GIVEN TASK:
Your task is to print all of the data word for word.
---------- LISTING ----------
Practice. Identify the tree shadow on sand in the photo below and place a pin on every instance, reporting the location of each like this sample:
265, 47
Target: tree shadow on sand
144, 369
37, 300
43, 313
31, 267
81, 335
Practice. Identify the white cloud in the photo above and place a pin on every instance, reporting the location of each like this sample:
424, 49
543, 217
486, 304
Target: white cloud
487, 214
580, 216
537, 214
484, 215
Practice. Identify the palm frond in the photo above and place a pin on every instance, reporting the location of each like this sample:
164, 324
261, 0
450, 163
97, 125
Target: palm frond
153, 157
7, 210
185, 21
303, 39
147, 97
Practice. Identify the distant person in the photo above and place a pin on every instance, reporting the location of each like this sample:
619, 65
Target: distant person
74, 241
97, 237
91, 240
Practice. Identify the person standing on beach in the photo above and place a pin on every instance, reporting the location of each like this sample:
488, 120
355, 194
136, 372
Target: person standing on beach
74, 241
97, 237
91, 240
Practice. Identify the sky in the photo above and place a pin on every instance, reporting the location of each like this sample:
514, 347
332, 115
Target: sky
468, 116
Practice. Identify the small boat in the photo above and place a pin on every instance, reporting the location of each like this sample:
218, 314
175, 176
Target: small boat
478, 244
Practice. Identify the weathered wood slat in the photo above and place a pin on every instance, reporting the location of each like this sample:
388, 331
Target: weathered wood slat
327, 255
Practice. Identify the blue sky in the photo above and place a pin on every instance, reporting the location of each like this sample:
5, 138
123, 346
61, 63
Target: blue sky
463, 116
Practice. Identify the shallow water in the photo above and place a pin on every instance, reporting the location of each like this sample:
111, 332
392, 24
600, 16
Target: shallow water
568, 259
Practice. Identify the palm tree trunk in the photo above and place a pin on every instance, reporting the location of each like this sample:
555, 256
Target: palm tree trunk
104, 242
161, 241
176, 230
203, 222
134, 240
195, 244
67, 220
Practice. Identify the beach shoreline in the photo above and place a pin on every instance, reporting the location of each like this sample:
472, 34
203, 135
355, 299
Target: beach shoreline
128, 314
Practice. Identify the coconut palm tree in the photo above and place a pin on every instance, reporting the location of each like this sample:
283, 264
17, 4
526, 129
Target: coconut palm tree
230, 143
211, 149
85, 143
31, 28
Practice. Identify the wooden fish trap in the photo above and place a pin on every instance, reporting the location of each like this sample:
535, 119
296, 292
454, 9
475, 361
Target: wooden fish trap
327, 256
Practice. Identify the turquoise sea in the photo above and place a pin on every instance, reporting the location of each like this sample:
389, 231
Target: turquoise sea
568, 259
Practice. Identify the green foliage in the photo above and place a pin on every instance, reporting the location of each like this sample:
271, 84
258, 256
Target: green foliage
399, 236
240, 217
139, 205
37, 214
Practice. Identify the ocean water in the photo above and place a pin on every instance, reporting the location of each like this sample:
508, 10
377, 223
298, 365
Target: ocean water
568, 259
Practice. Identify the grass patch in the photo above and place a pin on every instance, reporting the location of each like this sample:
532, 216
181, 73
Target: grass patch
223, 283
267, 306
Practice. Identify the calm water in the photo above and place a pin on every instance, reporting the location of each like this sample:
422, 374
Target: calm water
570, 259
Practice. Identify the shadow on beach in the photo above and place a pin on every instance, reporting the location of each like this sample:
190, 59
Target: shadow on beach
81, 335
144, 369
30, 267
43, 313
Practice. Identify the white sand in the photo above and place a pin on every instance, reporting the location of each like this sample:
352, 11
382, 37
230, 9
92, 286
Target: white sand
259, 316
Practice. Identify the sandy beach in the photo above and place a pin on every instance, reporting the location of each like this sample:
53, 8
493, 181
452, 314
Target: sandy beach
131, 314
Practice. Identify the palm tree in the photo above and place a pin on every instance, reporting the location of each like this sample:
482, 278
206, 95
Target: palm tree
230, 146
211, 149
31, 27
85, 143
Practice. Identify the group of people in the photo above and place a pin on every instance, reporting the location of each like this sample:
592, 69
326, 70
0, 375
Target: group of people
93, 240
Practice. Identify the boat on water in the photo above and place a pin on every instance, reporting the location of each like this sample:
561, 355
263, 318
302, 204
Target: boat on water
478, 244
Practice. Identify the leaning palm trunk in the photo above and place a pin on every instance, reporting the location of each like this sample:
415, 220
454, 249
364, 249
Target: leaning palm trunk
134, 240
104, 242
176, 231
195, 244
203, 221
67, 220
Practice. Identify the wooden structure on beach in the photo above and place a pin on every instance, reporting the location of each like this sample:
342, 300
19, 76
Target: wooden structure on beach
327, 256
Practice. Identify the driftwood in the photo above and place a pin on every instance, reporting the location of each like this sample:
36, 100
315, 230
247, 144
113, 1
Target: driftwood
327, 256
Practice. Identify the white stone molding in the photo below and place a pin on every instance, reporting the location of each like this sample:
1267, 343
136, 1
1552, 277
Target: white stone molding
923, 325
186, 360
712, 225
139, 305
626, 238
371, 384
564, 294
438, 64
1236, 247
----------
WRITTEN RESPONSE:
Practice. Identify the tree shadow on sand in the photo below and place a pin on every instance, reporting the location of each like this sample:
265, 47
Target: tree shadow on sand
144, 369
37, 300
43, 313
31, 267
81, 335
Practice. Identify the white cloud in the photo above and place a pin on every instance, reporting the location of each like this sample:
424, 49
543, 217
486, 304
Target: white cloud
487, 214
580, 216
537, 214
484, 215
Practice. Identify the palm frond in the photo above and place a pin on every instance, reporting the location of each like this sample:
164, 324
261, 0
450, 163
97, 125
Target: palm frond
153, 157
7, 210
185, 21
303, 39
147, 97
Practice. Identify the distant person in the photo above and place a pin on every instance, reporting the location of each like this sample:
619, 65
Target: distant person
74, 241
97, 237
91, 240
Practice. Identify the person standing on beach in the photo above and place a pin on every instance, reporting the location of each like this sample:
488, 120
355, 194
136, 372
Target: person standing on beach
74, 241
97, 237
91, 240
Practice. Identify the sky in the photo above and place a pin on every instance, reporting the location of each like this sample:
514, 347
332, 115
Target: sky
468, 116
Practice. Identify the small boat in the photo above and place a pin on every instance, reporting the location of each like this sample:
218, 314
175, 176
Target: small boat
478, 244
Practice. Identify the weathered wood slat in the photo above and place a pin on every instance, reporting the location of each like this sample:
388, 331
Target: weathered wood slat
327, 255
Practice. Identify the blue sky in the photo above and place a pin on every instance, reporting the location of each like this sample:
5, 138
123, 346
61, 63
Target: blue sky
463, 116
Practice. Identify the shallow water in the photo above and place a pin on every instance, reporting the location of each like this sample:
111, 332
392, 24
600, 16
Target: shallow water
568, 259
Practice. Identify the palm tree trunk in the photo above and place a pin on every instance, reporting the location of each like this sample:
555, 256
Target: palm tree trunk
104, 242
161, 241
176, 230
203, 222
134, 240
195, 244
67, 220
Practice. Identify the beach shoreline in the photo above and place a pin on every instance, reporting the location of each like this sample:
472, 34
203, 135
355, 299
Target: beach shoreline
128, 314
Practice. Identify the coconut palm tree in the photo above and place a pin on every instance, reporting the location of each like this sample:
283, 264
17, 4
526, 129
Target: coconut palm tree
230, 143
211, 149
85, 143
31, 28
Practice. Identify the wooden fish trap in the photo above and place a pin on every instance, reporting the location of each like this sample:
535, 119
296, 292
454, 9
475, 361
Target: wooden fish trap
327, 256
Practice. Identify the turquoise sea in the photo above and place a pin on every instance, reporting the location of each like this sample:
389, 231
Target: turquoise sea
568, 259
Practice. Identify the green foliage in the photo above and place a pin on every instance, reporting the location of each like this sample:
271, 84
258, 256
Target: green foliage
399, 236
240, 217
139, 205
37, 214
Practice. Identify the ocean water in the photo above and place a pin on every instance, reporting the location of each like this sample:
508, 10
377, 223
298, 365
Target: ocean water
568, 259
Practice. Identify the grass patch in the photo above and place a pin on every instance, reporting the location of each like this sample:
532, 216
181, 73
Target: grass patch
223, 283
267, 306
Practice. Identify the calm water in the photo above and place a pin on every instance, reporting the location of each like this sample:
422, 374
Target: calm water
570, 259
Practice. Identify the shadow on beach in the photo above and place a pin on every instance, reporting the location of each like this sample:
190, 59
Target: shadow on beach
81, 335
144, 369
30, 267
43, 313
Practice. Identify the white sand in the photo above and place a pin on every instance, reporting the location of each like this sample:
352, 11
382, 37
230, 9
92, 286
Target: white sand
259, 316
Practice. Identify the sandy beach in the photo above and place a pin on every instance, reporting the location of each like this sample:
53, 8
493, 181
452, 314
Target: sandy beach
131, 314
Practice. Identify the palm tree in the photo above and place a pin on every instance, reporting the location of each like this sample:
482, 278
206, 95
Target: palm tree
230, 146
211, 149
31, 27
85, 143
Practice. Identify the group of people in the photo above and place a pin on every instance, reporting the location of each like this sample:
592, 69
326, 70
0, 375
Target: group of people
93, 240
Practice. Identify the boat on water in the photo above and place a pin on every instance, reporting the location of each like this sample:
561, 355
263, 318
302, 204
Target: boat on water
478, 244
Practice. Identify the leaning palm trunk in the photo above and place a pin on every instance, reporting the location of each like this sample:
415, 220
454, 249
364, 249
Target: leaning palm trunk
134, 240
104, 242
176, 231
195, 244
203, 221
67, 220
Practice. Identify the wooden structure on beach in the photo above and place a pin on every instance, reporting the location of each like this sample:
342, 300
19, 76
Target: wooden structure on beach
327, 256
Practice. Identify the driftwood in the photo above and place a pin on every instance, reporting the location of each like this sample:
36, 100
315, 230
247, 144
113, 1
Target: driftwood
327, 256
Practice. Identify the white stone molding in the photo below and place a pin on every instance, reporting the location of each like this sample:
1267, 343
136, 1
1552, 277
Target: white stone molding
923, 325
186, 360
712, 225
139, 305
626, 238
371, 384
564, 294
438, 64
1236, 247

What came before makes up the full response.